(Entries labeling object positions)
+ + + +

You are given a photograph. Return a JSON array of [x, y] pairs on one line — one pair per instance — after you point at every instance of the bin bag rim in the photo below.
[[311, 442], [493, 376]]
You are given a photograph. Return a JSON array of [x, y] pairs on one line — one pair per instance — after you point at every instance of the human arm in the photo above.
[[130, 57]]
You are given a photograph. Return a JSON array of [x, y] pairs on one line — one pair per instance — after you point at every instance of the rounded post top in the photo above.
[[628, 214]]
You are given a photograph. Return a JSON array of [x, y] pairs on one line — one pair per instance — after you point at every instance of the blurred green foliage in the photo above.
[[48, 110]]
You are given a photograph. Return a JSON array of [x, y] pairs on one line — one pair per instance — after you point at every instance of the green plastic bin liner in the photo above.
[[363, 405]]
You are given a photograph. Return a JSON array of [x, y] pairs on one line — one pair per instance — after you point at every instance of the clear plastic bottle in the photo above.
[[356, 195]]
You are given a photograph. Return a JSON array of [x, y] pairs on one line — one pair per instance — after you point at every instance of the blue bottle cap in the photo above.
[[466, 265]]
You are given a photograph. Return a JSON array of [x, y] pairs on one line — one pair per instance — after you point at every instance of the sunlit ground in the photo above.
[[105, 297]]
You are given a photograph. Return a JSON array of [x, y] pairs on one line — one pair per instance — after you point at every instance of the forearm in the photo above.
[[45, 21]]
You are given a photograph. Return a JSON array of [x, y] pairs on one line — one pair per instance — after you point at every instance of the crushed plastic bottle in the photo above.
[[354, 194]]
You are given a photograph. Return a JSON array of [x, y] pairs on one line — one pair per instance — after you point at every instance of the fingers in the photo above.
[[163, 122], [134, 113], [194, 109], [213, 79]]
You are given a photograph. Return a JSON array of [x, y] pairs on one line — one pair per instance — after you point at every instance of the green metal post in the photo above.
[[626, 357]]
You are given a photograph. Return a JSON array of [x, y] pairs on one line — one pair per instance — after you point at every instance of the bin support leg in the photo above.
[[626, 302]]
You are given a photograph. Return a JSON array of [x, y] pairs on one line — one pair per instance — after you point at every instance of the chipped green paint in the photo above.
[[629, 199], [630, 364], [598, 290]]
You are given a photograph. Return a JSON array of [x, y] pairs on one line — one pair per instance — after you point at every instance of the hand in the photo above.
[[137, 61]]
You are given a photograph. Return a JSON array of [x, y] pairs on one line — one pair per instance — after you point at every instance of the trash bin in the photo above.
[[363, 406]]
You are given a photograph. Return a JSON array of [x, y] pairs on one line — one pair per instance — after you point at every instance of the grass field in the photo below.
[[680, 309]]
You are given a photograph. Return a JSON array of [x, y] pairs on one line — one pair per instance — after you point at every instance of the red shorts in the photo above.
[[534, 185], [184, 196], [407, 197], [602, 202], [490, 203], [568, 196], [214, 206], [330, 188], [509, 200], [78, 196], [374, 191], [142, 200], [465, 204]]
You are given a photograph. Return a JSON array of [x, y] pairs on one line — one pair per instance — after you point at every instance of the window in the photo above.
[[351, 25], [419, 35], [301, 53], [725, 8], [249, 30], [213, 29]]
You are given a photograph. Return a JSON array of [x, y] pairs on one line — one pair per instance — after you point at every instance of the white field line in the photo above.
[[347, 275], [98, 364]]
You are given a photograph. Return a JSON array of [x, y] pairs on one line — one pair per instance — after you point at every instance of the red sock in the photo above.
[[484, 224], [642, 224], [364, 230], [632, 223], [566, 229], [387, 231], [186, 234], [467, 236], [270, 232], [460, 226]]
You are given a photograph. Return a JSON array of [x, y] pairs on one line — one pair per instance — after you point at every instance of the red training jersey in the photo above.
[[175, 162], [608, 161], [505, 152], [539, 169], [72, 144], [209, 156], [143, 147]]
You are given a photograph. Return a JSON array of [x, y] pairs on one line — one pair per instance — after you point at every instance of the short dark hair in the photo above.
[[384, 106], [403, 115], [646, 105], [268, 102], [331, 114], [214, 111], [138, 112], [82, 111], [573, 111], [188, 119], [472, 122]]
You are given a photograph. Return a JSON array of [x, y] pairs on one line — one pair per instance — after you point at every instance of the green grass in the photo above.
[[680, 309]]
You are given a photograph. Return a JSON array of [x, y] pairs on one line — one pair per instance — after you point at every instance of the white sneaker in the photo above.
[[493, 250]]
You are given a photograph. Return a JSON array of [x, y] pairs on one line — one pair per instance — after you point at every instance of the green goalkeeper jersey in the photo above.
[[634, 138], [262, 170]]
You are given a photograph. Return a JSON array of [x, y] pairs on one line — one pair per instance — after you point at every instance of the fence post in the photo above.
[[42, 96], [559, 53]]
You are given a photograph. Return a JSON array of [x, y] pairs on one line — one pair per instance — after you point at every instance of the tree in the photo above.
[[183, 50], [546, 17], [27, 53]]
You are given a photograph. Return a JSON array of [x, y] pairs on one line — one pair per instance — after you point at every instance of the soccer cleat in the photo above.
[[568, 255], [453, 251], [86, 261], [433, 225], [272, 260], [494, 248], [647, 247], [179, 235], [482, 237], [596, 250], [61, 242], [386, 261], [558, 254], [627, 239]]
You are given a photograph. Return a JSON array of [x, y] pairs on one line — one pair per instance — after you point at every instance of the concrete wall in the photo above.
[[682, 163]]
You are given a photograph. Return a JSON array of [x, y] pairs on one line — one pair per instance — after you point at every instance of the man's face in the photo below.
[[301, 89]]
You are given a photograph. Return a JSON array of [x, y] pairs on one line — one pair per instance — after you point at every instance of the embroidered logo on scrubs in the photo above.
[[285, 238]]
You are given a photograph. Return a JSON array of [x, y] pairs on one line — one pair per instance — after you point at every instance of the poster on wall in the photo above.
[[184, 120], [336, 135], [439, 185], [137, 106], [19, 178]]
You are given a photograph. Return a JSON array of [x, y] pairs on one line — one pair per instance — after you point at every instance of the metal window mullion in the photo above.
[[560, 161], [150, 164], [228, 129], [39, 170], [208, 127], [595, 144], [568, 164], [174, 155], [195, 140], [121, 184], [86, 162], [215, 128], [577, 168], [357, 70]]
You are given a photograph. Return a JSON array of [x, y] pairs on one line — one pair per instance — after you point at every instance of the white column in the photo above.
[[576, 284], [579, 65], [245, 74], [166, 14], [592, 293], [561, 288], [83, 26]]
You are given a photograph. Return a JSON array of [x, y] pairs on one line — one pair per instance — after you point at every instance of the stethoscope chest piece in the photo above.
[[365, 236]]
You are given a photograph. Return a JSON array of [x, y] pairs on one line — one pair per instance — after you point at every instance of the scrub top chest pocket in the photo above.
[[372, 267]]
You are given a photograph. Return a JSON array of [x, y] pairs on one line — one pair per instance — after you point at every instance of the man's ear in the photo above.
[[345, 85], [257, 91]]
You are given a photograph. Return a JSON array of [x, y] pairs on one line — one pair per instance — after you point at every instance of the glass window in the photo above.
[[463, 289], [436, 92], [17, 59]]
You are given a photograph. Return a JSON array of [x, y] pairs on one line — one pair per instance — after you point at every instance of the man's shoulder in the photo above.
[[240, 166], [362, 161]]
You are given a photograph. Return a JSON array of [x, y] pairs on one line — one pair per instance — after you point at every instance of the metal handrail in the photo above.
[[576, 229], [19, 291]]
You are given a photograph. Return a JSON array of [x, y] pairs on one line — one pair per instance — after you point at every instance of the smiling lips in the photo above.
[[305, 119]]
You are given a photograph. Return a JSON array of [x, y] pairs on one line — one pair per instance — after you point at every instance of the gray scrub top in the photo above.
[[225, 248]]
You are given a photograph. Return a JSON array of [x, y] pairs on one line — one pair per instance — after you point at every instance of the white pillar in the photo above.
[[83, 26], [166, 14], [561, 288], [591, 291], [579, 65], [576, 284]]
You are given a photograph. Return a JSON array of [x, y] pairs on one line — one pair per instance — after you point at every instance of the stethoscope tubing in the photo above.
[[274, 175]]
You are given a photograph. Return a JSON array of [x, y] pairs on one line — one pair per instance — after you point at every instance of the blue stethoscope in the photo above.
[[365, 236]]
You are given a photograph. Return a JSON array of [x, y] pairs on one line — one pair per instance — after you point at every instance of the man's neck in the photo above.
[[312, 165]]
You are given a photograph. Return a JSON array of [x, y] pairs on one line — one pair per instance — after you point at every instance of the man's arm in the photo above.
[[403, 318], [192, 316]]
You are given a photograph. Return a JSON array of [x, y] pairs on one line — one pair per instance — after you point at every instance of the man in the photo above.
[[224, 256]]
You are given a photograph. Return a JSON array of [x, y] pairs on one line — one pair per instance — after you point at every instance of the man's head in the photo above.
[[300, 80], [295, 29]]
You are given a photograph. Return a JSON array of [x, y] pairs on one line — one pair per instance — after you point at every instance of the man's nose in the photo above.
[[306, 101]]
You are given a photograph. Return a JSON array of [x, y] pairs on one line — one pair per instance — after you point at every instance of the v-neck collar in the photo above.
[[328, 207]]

+ + + +

> Description of the task: Reproduce the entries above word for word, beginning with the first line and ending after the line that contains "[[48, 110]]".

> Response for this exercise:
You are given a photograph. Return a JSON array of [x, y] pairs on one line — one pair per instance — after you point at every instance of the bin bag rim in the photo below.
[[311, 442], [493, 376]]
You are given a photograph. Return a JSON array of [x, y] pairs on one line — one pair per instance — after you point at every instance of the human arm in the photo above.
[[130, 57]]
You are given a photograph. Return a JSON array of [x, y] pairs on one line — one pair per instance — after you point at every instance of the rounded post top in the photo above.
[[628, 214]]
You are given a photograph. Return a JSON array of [x, y] pairs on one line — one pair per instance — after you point at every instance of the blurred green foliage in the photo above.
[[48, 110]]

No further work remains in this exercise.